— START OF TEXT PROVIDED —
After 10 years, Compartamos was financing 60,000 microborrowers. But it recognized that the need for its service was much greater. In 2000, to raise new capital, it formed a for-profit company to utilize private-sector capital as well as loans and grants from government agencies and charities. In 2002, it issued $70 million in debt, and four years later its client base had grown to more than 600,000.
By 2006, bankers in the developing world who had traditionally ignored the “C” and “D” economic classes – with “A” being the wealthiest and “E” being the poorest – began to realize that lending to lower-income entrepreneurs is good business. One reason for the change was that computer software advances enabled banks to handle small accounts more efficiently.
What was once written off as an unviable market became a hot opportunity, and Compartamos was well positioned to capitalize on it in Mexico. Last year the company launched an initial public offering that was oversubscribed 13 times. That’s when the do-gooders stepped in to question the company’s ethics.
In a commentary published last June on the Compartamos IPO, Richard Rosenberg, a consultant for the Consultative Group to Assist the Poor – not part of the World Bank but housed on its premises – observes that the demand for shares in the company was driven, in part, by “exceptional growth and profitability.” He then ruminates for some 16 pages on whether Compartamos’s for-profit model is at odds with the goal of lifting the poor. A similar, though far less rigorous, challenge to Compartamos titled “Microloan Sharks” appears in the summer issue of the Stanford Social Innovation Review.
— END OF TEXT PROVIDED —
— START OF DATASET ROWS —
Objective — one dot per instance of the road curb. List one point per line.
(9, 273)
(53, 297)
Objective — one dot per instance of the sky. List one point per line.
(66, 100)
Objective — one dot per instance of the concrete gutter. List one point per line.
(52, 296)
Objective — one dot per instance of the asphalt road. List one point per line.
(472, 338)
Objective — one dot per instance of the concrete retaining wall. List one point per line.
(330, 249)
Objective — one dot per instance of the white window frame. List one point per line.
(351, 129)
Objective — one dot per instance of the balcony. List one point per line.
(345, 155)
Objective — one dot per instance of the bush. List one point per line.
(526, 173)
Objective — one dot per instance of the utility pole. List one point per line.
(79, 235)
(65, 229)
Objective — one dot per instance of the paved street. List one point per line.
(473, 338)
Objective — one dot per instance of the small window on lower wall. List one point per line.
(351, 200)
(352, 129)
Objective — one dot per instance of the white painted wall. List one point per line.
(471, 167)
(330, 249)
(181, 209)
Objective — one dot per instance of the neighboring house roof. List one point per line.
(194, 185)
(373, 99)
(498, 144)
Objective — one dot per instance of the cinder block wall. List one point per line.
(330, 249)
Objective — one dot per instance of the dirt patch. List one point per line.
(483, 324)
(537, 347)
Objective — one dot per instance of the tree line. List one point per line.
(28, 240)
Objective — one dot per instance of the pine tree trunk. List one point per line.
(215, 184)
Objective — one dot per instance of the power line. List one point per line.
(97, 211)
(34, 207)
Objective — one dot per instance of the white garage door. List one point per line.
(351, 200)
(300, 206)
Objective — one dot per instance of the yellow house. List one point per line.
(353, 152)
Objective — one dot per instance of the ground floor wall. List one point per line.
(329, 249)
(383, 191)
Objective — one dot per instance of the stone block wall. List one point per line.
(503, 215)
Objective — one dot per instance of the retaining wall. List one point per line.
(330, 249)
— END OF DATASET ROWS —
- **OBJECTIVE**:
Write the next part of the passage on Compartamos and microlending, picking up after its final sentence.

- **TASK ANSWER**:
In his “reflections” on “microfinance interest rates and profits,” Mr. Rosenberg writes that “overcharg[ing]” clients under a nonprofit model is OK because it is done for the sake of future borrowers. But when profits go to providers of capital through dividends, then there is a “conflict between the welfare of clients and the welfare of investors.” It’s not the commercialization of the lending, we’re told, but the “size” of the profits that must be scrutinized.
What seems to elude Mr. Rosenberg is the fact that there is no way for him to know whether there is “overcharg[ing]” or by how much. That information can be delivered only by the market, when innovative new entrants see they can provide services at a better price. This has been happening since for-profit microfinance began to emerge, and the result has been greater competition. Rates have been coming down even as the demand for and availability of services have gone up.
How much better it would have been, Mr. Rosenberg suggests, if Compartamos had raised capital through “socially motivated investors” like the “international financial institutions” – i.e., the World Bank and the like. How much better indeed, for him and his poverty lobby cohorts, but not, it seems, for Mexico’s entrepreneurial poor.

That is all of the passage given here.